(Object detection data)
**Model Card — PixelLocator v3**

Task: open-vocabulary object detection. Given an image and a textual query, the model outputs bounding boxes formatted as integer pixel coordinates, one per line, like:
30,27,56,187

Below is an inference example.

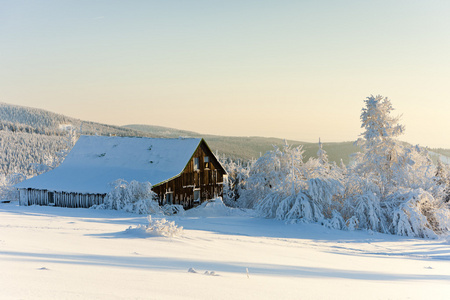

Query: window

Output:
194,157,200,170
166,192,173,204
194,189,200,203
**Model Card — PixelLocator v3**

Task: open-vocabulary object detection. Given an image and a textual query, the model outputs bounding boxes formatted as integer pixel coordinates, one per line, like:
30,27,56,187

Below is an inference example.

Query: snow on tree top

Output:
16,136,201,193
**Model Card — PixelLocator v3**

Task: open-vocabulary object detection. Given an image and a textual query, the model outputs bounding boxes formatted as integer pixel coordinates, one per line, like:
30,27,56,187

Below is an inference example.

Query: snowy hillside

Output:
0,204,450,300
0,103,154,137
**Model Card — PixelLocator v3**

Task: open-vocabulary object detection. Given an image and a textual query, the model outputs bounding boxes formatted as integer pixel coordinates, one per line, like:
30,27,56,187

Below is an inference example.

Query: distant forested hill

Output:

■ To be done: Rewrite all of the items above, changing every "inference example" to "sample run" and keeping everything else the same. Leave the pictures out of your answer.

■ Response to the exercise:
**Model Card — PixelLocator v3**

Task: open-vocabulary object detection. Given an image and a textual query, the model outputs bounding boxes formatted as integer pixel coordinates, one per line, like:
30,27,56,187

Below is an sample run.


Query: window

Output:
194,157,200,170
166,192,173,204
194,189,200,203
**Model Card — PixelLocator v3**

Task: open-vocabulary object detection. Given an image and a textual query, the model outputs bounding boxes formatted as integer pixel coordinates, one per line, like:
30,27,56,187

Below is an sample run.

Query: snow on tree top

Output:
16,136,201,193
**Model Card — PixelLocator v3**

Task: open-vocabulary object detection. Given an image and a textual query, the model outputs bounding boxes formatted as integer pixel coordinates, one per line, like:
30,27,56,187

Below is an sample run.

Query: snowy hillside

Output:
0,204,450,300
0,103,154,137
**Model Card — PixelLocator v3**

Task: open-vocabulary object detection. Given an image and a textual query, the model outputs bounding boxes formatted as integer pixel coordinates, one per line, like:
30,27,56,187

Below is an sample run.

Query: distant forested hill

Output:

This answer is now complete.